*GIVEN EXERCISE*. For each of the following statements, say whether it agrees with the article on Amber Guyger, answering yes or no and quoting the exact words of the article that decide it. (a) The Amish schoolhouse shooting happened on October 2, 2006. (b) Judge Tammy Kemp cited her faith when defending her decision to allow the hug. (c) The Nickel Mines case went to trial.

Why was Amber Guyger crying? The answer might be obvious, but then again, maybe not.
Several months ago, I saw a YouTube of a compassionate white male judge giving a young black woman a break in traffic court. No hugs or bibles were exchanged, but then again, there was a lot less at stake than in the case of Amber Guyger, the former Dallas police officer. The black defendant was brought to tears by both the events that led her to be unable to pay her tickets and the judge’s merciful consideration of her attempts to turn her life around. I am not a mind-reader, but based on the circumstances, I would say her tears came from relief. In Guyger’s case, the tears came from remorse. But for what?
First, the obvious. Reverse the races and genders, or perhaps leave the genders alone. Would the defendant’s tears hold so much power? Of course, I can’t be certain; perhaps Brandt Jean would have demanded to embrace whoever had killed his brother. As a Christian, I have to applaud him. As a black person, I can’t help wondering if he’s been brainwashed into having so much pity for the person who shot his brother for no reason. The delicate white woman is an ancient trope, and Brandt Jean is a teenager, but Texas is in the South, where way too many people have yet to get over the Civil War. Old messages die hard.
I live a short drive from the schoolhouse where Amish girls were murdered by a gunman on October 2, 2006. I can’t deny being inspired by the forgiveness they extended towards the murderer of their innocent children, whose act was premeditated. In contrast, Botham Jean’s killing was clearly a mistake, and since no trial resulted in the Nickel Mines case, there was no parallel opportunity for courtroom embraces. Judge Tammy Kemp defended her decision to grant Amber Guyger’s request for a hug by mentioning her faith. I would give anything to see if she hugs every subsequent defendant who wants one. Most of us find it hard to watch someone dissolve into a puddle of misery; for people like me, offering comfort is natural. And yet, my stomach clenched the first time I watched Guyger receiving unexpected succor before her incarceration. Part of this was because I doubt a black defendant would have received the same treatment, but I knew that wasn’t the only reason. Then it struck me: Why was Amber Guyger crying? Because Botham Jean was dead, of course, but I think there are nuances to consider.

[Bounding-box records]
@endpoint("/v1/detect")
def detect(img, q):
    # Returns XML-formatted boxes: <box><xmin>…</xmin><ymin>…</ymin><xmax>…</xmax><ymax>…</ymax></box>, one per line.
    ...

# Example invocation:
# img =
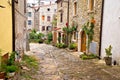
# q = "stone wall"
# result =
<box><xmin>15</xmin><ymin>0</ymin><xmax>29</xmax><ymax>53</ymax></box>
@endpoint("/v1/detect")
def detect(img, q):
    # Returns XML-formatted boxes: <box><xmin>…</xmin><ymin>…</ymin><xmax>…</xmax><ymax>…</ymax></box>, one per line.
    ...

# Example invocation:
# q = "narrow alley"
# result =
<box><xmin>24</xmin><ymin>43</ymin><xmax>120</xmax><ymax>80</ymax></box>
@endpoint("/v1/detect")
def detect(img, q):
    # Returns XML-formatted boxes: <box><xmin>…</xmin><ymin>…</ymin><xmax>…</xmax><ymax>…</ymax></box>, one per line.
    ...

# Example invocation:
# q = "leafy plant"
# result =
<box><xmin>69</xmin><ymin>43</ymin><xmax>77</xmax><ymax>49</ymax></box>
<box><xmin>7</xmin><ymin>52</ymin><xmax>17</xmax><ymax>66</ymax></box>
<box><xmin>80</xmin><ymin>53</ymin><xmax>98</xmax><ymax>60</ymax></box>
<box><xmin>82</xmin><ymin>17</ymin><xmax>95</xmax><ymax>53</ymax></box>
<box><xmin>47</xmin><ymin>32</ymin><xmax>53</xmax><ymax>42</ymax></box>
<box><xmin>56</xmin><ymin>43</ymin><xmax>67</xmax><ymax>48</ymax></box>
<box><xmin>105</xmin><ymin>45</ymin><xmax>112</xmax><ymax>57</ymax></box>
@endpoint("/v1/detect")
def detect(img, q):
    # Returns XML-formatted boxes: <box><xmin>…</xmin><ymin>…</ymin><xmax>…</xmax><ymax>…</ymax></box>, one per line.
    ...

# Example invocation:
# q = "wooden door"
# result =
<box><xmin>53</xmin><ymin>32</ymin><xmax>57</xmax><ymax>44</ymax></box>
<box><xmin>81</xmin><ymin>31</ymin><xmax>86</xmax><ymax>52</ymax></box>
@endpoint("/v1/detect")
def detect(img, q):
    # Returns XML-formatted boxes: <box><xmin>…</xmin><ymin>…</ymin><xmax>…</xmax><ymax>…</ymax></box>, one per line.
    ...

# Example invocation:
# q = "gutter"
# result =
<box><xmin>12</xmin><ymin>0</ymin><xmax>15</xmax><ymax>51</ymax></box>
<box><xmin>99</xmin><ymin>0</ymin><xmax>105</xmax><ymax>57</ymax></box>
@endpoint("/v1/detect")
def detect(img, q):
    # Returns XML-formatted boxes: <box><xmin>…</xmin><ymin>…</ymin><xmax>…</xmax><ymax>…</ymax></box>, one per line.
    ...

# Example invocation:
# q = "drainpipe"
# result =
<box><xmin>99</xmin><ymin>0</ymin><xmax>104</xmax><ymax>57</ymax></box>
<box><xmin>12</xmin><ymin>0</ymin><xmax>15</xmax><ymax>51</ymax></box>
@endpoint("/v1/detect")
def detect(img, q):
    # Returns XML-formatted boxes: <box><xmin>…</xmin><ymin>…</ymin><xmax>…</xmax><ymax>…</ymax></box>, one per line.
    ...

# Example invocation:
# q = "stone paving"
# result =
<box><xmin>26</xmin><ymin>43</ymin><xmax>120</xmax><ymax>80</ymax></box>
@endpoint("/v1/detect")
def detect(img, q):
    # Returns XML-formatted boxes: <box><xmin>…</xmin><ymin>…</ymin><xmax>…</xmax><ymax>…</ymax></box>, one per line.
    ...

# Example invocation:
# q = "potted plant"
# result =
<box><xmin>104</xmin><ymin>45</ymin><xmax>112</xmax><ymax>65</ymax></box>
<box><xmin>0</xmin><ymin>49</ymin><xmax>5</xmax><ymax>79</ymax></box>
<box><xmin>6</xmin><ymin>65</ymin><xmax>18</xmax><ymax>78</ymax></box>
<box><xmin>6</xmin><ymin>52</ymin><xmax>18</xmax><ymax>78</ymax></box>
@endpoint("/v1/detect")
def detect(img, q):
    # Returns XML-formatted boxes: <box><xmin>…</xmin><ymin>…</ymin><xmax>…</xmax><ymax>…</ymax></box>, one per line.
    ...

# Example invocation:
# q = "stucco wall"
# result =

*SOLUTION TO THIS TASK*.
(a) Yes: "murdered by a gunman on October 2, 2006"
(b) Yes: "Judge Tammy Kemp defended her decision to grant Amber Guyger’s request for a hug by mentioning her faith"
(c) No: "no trial resulted in the Nickel Mines case"